● Exercise goal: Please write out the part of the Visions of Atlantis excerpt starting with "Lineup changes and" and going on through "band in 2015.", copied word for word.

* BEGIN Excerpt *

On 27 January 2012, the band announced the title Ethera for their upcoming album, which was scheduled to be released in 2012. Ethera was released on 22 March 2013. It was the first album with guitarist Christian Hermsdörfer and with no official bassist. It was dedicated to Bogner's memory.

Lineup changes and The Deep & the Dark (2013–2019) 

On 6 December 2013, Visions of Atlantis announced on their Facebook page that most of the lineup was parting ways with Visions of Atlantis, leaving the only remaining and founding member Thomas Caser on drums. This decision was mostly because of a desire from the parting members to play their own style of music, whilst the band was orientating to go back to its classic style. Thus, it welcomed back some of its old members: Werner Fiedler (guitars), Chris Kamper (synths), and Michael Koren (bass). Maxi Nil was replaced by Clémentine Delauney, and Mario Plank by Siegfried Samer. Michael Koren was replaced by Herbert Glos on bass in late 2017, and Werner Fiedler by Christian Douscha at the same time. Chris Kamper left the band in 2015.

Their new album The Deep & the Dark was released on 16 February 2018.

Wanderers and Pirates (2019–present)

* END Excerpt *
* BEGIN Extracted records *

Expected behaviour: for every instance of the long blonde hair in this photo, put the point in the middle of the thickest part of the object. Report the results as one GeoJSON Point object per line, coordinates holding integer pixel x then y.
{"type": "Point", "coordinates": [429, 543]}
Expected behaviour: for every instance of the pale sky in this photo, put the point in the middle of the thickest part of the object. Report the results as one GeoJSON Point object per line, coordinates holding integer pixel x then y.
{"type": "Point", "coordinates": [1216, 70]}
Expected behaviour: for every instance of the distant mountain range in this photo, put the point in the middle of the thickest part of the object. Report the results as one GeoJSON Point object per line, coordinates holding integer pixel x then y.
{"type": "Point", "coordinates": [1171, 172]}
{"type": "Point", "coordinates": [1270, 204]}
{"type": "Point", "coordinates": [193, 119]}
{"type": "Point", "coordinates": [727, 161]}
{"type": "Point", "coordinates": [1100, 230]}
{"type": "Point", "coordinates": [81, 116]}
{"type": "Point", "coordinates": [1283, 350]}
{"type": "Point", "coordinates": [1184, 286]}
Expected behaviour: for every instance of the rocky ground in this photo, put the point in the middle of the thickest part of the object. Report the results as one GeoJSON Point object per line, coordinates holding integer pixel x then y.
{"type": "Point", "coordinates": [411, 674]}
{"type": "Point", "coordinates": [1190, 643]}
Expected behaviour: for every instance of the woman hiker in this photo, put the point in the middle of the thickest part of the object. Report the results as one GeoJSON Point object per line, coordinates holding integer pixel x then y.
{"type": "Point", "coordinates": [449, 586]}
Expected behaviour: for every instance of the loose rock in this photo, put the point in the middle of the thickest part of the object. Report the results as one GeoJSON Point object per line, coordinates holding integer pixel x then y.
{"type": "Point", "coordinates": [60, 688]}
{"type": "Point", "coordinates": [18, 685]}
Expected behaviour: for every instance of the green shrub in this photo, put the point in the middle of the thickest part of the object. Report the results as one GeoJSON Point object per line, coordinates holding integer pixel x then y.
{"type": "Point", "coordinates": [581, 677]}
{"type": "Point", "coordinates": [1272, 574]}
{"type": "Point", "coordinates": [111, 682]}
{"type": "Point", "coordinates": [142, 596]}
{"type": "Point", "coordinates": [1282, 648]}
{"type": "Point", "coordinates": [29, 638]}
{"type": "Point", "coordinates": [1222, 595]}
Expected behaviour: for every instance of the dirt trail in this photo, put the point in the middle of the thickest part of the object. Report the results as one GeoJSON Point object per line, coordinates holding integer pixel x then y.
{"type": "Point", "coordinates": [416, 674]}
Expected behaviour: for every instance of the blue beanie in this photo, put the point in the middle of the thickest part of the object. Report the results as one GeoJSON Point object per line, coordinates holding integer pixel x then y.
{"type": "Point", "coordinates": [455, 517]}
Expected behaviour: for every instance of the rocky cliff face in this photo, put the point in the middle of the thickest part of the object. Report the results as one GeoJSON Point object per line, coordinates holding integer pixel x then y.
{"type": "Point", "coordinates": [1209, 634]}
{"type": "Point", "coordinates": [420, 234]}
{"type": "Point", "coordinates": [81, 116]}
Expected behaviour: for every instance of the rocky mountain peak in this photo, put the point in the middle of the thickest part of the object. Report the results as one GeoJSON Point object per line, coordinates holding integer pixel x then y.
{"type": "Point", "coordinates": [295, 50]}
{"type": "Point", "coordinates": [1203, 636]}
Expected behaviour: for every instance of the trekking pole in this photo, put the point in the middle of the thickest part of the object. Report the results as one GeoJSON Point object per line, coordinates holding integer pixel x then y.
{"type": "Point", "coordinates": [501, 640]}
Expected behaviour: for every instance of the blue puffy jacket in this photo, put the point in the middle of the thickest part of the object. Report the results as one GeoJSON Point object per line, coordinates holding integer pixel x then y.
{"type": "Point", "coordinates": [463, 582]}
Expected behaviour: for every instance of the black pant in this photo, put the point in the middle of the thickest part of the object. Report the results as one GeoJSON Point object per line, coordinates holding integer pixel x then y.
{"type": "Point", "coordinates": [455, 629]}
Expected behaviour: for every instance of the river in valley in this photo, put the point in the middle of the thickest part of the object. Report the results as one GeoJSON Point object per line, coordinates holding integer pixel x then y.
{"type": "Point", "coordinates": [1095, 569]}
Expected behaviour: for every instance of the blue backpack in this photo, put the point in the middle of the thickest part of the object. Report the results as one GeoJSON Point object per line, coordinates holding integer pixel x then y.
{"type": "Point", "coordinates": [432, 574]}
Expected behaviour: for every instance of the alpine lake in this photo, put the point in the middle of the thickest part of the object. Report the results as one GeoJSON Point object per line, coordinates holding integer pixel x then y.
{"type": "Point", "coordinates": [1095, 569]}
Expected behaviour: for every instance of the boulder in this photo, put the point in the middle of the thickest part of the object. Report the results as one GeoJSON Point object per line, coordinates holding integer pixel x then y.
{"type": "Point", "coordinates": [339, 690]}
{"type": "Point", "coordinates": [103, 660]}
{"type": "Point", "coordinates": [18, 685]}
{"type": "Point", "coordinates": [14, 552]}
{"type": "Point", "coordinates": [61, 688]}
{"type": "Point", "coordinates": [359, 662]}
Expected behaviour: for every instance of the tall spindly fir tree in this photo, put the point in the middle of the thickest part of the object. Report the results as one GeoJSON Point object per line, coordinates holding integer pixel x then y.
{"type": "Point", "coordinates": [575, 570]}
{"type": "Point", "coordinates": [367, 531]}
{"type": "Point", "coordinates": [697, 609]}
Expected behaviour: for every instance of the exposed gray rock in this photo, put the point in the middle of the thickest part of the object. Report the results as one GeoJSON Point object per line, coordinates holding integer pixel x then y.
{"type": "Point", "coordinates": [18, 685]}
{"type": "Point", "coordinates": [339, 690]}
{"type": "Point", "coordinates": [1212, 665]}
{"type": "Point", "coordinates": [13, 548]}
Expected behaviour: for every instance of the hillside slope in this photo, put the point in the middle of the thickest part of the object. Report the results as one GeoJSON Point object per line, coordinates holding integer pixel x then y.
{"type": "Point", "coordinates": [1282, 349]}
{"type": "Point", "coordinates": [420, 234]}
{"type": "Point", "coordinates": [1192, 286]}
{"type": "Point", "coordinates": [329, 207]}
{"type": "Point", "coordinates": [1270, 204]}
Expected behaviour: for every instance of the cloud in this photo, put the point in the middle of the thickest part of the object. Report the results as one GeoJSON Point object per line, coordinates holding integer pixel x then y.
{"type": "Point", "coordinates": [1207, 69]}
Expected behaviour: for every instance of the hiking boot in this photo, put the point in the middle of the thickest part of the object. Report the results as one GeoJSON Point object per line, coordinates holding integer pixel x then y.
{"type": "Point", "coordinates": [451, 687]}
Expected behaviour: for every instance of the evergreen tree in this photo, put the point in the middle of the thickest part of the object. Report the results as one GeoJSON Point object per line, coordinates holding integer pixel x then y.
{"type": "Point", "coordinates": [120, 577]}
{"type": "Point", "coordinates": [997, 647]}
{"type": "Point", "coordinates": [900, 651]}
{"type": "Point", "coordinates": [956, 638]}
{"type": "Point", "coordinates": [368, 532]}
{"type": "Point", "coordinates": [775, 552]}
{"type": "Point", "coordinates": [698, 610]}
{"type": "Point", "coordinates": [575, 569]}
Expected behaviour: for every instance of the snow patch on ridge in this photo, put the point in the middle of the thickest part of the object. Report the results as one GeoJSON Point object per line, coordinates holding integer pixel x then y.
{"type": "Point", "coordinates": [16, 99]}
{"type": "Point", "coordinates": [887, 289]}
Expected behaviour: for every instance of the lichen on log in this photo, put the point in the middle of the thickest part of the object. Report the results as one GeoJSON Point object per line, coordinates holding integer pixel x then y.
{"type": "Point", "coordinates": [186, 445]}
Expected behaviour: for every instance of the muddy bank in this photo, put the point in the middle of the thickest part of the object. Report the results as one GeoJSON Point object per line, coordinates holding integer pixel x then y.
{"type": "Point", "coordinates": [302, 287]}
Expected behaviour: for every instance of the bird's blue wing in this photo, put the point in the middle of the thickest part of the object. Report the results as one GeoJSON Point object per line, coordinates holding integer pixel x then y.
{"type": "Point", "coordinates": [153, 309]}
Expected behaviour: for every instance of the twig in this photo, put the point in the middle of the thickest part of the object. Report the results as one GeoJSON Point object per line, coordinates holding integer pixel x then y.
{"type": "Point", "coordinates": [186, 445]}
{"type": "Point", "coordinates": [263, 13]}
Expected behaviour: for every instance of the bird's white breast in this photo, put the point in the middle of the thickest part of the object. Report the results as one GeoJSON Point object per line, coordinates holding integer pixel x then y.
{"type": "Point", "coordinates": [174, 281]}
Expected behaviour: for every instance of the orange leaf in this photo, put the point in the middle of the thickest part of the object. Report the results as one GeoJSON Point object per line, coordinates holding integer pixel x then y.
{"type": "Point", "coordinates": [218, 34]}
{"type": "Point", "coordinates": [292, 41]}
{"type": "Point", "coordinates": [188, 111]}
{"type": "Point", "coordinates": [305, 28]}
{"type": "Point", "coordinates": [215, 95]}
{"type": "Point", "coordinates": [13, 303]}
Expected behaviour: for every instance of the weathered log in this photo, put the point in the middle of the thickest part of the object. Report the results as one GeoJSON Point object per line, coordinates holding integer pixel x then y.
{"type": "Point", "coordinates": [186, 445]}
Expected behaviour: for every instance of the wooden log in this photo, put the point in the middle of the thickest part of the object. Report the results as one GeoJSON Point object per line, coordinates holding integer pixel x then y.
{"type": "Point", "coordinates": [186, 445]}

* END Extracted records *

● Exercise result:
Lineup changes and The Deep & the Dark (2013–2019) 

On 6 December 2013, Visions of Atlantis announced on their Facebook page that most of the lineup was parting ways with Visions of Atlantis, leaving the only remaining and founding member Thomas Caser on drums. This decision was mostly because of a desire from the parting members to play their own style of music, whilst the band was orientating to go back to its classic style. Thus, it welcomed back some of its old members: Werner Fiedler (guitars), Chris Kamper (synths), and Michael Koren (bass). Maxi Nil was replaced by Clémentine Delauney, and Mario Plank by Siegfried Samer. Michael Koren was replaced by Herbert Glos on bass in late 2017, and Werner Fiedler by Christian Douscha at the same time. Chris Kamper left the band in 2015.